[Apply what you read]
(1) According to the article on school attendance below, how many school attendance hubs will there be in total once the new ones are established?
(2) Continue the article on school attendance below from where it stops.

-------- Document passage

Ministers want to cut pupil absence levels to below 5 per cent by persuading parents that children should go to school if they have mild illnesses or anxiety.
In an interview with Tes, schools minister Damian Hinds said the government aimed to “calibrate” parents’ threshold for keeping children off school back to where it was before Covid.
He was speaking during a tour of North Shore Academy, in Stockton-on-Tees, today to mark the Department for Education’s announcement that the number of attendance hubs is being expanded.
In total, 18 more school attendance hubs are to be established, taking the total number to 32.
In addition, the DfE has today announced a £15-million expansion of its mentor programme for persistently absent pupils, as well as a communications campaign aimed at parents.
North Shore Academy, run by Northern Education Trust, started the country’s first attendance hub - a network of schools with similar pupil cohorts that share resources and approaches to improving attendance.
During his visit, Mr Hinds told Tes that the government wanted to get overall absence levels below 5 per cent by changing the post-pandemic decision making of parents.
He said: “Historically we have had a norm of 5 per cent absence, and then after Covid it jumped up. Thankfully it’s coming down. Last year it was 6.6 per cent…it is moving in the right direction but we still need to come down below that 5 per cent line.”
He added that “no criticism” of parents was intended, but that hitting the government’s goal would involve “a change in people’s threshold” for deciding when their children should stay off school “because of a cold or something”.
Mr Hinds stressed that current attitudes were understandable as a result of the pandemic, but said: “If we are going to get back to 5 per cent absence, we need to calibrate that at the level it was before we had Covid.”
The schools minister also highlighted concerns about parental attitudes towards children with anxiety.

----------------
-------- Source data

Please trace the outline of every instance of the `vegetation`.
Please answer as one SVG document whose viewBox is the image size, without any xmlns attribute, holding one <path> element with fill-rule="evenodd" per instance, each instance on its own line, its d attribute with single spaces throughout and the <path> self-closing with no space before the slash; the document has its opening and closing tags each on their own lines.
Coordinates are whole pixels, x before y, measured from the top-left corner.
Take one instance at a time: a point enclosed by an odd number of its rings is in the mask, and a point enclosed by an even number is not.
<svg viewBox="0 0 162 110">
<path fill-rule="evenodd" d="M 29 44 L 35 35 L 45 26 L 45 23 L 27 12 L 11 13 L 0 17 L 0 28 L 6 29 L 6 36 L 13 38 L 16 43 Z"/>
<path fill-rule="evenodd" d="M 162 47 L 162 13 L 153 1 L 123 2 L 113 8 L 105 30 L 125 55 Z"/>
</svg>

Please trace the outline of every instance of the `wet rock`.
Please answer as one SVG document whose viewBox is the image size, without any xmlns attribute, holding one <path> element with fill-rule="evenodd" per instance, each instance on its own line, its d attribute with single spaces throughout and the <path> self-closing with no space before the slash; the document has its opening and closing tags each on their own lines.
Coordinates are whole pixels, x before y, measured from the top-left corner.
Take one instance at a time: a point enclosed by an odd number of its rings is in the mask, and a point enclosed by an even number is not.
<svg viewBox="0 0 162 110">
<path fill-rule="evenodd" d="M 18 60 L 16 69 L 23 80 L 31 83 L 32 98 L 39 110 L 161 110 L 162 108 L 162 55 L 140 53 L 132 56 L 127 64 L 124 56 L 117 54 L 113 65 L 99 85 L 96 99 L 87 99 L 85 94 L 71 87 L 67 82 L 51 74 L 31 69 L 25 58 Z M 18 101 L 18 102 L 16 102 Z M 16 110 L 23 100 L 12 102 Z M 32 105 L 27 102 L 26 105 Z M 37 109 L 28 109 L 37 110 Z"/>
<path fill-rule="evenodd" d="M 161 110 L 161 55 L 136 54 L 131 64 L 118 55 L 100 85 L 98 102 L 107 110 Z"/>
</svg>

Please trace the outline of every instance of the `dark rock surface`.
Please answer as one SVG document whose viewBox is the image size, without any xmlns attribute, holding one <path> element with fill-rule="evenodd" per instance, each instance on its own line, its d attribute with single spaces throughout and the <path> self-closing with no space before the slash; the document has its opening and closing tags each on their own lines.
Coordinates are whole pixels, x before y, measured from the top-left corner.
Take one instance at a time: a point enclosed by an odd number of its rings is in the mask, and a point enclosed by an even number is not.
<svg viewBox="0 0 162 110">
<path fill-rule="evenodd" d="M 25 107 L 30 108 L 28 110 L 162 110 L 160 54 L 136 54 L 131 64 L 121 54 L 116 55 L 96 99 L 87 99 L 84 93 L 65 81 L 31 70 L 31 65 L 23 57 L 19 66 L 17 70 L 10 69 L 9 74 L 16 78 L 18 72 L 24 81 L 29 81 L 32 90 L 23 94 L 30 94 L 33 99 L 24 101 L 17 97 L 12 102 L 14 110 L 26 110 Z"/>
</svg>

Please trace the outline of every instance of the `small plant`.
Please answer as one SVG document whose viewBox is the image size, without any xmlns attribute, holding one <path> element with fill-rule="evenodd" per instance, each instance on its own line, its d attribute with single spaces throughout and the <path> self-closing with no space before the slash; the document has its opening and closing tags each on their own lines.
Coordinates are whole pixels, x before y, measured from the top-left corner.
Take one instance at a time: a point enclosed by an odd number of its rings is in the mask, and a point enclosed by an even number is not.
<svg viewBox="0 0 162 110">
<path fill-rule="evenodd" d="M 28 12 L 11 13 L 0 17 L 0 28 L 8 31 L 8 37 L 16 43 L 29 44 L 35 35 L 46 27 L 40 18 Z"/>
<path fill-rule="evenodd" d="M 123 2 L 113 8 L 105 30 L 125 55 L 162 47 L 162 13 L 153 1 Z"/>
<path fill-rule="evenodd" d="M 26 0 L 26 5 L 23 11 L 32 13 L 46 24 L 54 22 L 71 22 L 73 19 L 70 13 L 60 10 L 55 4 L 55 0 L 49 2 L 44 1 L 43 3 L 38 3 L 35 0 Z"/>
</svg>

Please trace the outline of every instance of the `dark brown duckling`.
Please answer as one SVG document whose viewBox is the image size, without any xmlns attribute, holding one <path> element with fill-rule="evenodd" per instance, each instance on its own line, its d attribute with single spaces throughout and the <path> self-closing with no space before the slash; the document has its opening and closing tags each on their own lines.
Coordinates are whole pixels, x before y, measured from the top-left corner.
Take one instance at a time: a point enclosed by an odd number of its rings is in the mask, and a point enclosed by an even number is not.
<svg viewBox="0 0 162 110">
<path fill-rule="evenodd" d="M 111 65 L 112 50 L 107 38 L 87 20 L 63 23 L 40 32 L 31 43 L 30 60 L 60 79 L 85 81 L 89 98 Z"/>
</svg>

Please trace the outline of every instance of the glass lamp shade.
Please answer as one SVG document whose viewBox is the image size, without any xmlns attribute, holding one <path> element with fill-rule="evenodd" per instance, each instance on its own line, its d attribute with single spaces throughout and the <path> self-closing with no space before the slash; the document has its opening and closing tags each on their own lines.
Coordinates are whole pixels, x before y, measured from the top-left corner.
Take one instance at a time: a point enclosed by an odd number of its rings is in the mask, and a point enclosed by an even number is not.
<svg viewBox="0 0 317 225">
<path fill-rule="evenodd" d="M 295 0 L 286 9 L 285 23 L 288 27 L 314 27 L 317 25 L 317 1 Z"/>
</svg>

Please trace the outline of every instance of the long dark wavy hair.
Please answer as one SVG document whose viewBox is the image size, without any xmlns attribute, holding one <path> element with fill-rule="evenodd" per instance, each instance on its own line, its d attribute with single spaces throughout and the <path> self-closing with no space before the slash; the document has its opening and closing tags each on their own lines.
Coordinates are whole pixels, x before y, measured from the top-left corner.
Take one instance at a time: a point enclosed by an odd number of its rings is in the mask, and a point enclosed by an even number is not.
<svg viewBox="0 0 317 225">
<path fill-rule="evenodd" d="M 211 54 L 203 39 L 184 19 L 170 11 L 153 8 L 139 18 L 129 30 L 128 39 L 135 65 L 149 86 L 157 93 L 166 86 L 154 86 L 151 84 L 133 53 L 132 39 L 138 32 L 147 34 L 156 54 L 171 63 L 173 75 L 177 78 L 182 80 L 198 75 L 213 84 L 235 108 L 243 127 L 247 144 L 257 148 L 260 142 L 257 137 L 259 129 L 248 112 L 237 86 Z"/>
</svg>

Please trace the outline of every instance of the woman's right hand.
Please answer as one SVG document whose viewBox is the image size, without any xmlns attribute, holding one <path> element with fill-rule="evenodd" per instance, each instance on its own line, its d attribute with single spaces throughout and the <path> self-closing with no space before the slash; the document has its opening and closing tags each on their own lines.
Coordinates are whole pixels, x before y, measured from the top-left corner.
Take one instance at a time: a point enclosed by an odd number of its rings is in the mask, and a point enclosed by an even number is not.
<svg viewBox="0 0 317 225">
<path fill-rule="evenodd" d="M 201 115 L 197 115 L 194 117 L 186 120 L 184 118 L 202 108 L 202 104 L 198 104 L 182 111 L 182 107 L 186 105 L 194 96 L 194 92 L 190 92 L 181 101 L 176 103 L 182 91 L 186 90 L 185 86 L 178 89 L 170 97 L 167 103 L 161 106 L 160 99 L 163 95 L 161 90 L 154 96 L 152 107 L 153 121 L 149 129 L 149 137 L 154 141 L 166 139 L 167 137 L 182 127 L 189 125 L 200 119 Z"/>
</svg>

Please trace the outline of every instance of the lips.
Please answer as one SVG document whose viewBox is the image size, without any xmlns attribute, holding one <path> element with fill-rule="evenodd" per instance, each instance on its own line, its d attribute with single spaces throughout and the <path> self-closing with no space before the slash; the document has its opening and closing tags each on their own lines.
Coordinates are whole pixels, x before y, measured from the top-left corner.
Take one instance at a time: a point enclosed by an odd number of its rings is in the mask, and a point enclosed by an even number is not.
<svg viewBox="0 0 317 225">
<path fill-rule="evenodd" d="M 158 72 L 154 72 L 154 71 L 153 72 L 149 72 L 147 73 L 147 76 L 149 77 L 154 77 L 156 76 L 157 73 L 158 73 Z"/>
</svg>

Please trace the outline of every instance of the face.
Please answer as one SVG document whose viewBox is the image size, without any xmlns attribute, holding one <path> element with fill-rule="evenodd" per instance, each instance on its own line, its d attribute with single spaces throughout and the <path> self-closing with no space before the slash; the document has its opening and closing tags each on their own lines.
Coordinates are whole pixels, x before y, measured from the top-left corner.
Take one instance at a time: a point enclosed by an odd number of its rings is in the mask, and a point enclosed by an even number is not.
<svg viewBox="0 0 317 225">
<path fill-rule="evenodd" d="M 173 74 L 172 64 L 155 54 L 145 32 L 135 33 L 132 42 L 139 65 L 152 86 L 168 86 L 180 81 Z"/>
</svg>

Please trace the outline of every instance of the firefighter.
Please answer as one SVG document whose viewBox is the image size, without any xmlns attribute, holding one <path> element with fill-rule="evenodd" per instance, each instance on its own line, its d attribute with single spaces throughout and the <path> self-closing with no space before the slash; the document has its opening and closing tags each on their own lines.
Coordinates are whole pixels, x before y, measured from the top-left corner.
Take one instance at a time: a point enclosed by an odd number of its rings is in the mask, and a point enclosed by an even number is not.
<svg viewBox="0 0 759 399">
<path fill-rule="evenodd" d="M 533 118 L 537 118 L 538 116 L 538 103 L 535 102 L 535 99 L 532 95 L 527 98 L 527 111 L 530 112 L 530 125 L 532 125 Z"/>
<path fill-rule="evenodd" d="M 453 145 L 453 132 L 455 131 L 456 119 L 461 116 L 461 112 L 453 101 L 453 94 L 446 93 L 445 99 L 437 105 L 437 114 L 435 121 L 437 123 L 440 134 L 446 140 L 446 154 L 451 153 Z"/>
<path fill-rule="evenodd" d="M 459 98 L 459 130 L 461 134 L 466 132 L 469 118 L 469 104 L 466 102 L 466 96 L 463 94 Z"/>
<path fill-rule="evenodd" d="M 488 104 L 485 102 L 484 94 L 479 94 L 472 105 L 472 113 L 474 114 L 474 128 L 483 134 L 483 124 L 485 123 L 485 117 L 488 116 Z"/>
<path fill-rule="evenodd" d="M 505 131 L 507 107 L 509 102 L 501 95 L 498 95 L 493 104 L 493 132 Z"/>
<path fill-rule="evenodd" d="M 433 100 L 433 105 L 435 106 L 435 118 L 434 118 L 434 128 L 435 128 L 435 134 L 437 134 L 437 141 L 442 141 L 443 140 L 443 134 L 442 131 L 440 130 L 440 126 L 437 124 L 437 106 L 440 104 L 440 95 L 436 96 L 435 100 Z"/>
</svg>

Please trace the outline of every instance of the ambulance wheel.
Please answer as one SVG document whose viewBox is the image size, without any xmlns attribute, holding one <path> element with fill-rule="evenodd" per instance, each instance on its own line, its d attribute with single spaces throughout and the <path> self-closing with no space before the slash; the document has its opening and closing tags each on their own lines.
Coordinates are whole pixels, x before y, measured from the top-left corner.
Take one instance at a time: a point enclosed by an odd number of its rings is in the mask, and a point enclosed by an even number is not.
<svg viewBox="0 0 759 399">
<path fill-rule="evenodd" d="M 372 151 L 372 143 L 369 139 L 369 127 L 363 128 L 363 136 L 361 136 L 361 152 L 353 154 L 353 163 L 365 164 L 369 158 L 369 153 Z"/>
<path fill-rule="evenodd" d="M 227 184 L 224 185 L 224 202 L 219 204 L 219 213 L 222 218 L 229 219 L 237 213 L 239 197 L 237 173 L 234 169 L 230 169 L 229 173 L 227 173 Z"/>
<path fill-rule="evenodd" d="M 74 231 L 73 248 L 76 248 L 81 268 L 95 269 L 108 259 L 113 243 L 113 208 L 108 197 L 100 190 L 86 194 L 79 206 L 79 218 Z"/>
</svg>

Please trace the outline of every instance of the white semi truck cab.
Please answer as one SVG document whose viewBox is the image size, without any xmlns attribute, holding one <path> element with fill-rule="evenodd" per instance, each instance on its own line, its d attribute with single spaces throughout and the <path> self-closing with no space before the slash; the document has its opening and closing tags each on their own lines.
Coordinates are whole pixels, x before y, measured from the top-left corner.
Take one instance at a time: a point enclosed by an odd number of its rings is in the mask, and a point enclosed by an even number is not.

----------------

[Answers by task]
(1) There will be 32 school attendance hubs in total.

(2)
He suggested parents now think “it’s appropriate for the child not to be in school” as a result of anxiety.
Chief medical officer Chris Whitty last year wrote to schools to reassure parents that anxiety can be a normal part of growing up and that being in lessons can help pupils’ mental health.
Mr Hinds echoed this message today, saying: “Of course with anxiety, as with other conditions, there is a whole range. But with mild anxiety...if you don’t go into school there’s a danger that may worsen.”
The importance of attending school with mild illness is also being emphasised via the government’s communications campaign, launched today, which has been criticised by some on social media as “too simplistic”:
Mr Hinds was shown around North Shore today by Northern Education Trust’s chief executive Rob Tarn, accompanied by Labour’s Stockton North MP Alex Cunningham, who said he backed the government’s expansion of attendance hubs.
He said: “The recipe they have here [at North Shore] works and I am pleased the government is prepared to learn from outstanding schools like the one we have here.”
Tes revealed last year that multi-academy trusts were being lined up to establish the first wave of attendance hubs after education secretary Gillian Keegan urged sector leaders to get involved.